- [Excerpt to read]
▶

Intel unveils Xeon 6 processors with up to 144 E-cores

Peter, 04 June 2024

Intel unveiled a new family of server processors dubbed Xeon 6. Specifically, the 6700E series uses only E-cores for the purpose of cramming as many cores as possible in a single socket –up to 144 cores in this case. This series is code named Sierra Forrest. Intel also has another series, Granite Rapids, which will bring Xeon 6 processors with P-cores, but that is coming in Q3 this year.

The Sierra Forrest offerings start with the Xeon 6 6710E, which features 64 Efficiency cores running at 2.4GHz base and 3.2GHz all-core turbo. Then there are two models with 96 cores, one each with 112 and 128 cores and finally two top of the line models.

The 6766E has 144 E-cores and a TDP of 250W, allowing it to run at 1.9GHz base frequency and 2.7GHz all-core turbo. Then there is the 6780E, also with 144 cores, but a higher TDP of 330W, so it has a base frequency of 2.2GHz and all-core turbo of 3.0GHz.

◀

- [Source data]
▶

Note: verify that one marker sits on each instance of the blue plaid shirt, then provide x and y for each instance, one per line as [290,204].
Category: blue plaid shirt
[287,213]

◀

Copy the entire article above about Intel's Xeon 6 processors word for word.

- [Complete answer]
Intel unveils Xeon 6 processors with up to 144 E-cores

Peter, 04 June 2024

Intel unveiled a new family of server processors dubbed Xeon 6. Specifically, the 6700E series uses only E-cores for the purpose of cramming as many cores as possible in a single socket –up to 144 cores in this case. This series is code named Sierra Forrest. Intel also has another series, Granite Rapids, which will bring Xeon 6 processors with P-cores, but that is coming in Q3 this year.

The Sierra Forrest offerings start with the Xeon 6 6710E, which features 64 Efficiency cores running at 2.4GHz base and 3.2GHz all-core turbo. Then there are two models with 96 cores, one each with 112 and 128 cores and finally two top of the line models.

The 6766E has 144 E-cores and a TDP of 250W, allowing it to run at 1.9GHz base frequency and 2.7GHz all-core turbo. Then there is the 6780E, also with 144 cores, but a higher TDP of 330W, so it has a base frequency of 2.2GHz and all-core turbo of 3.0GHz.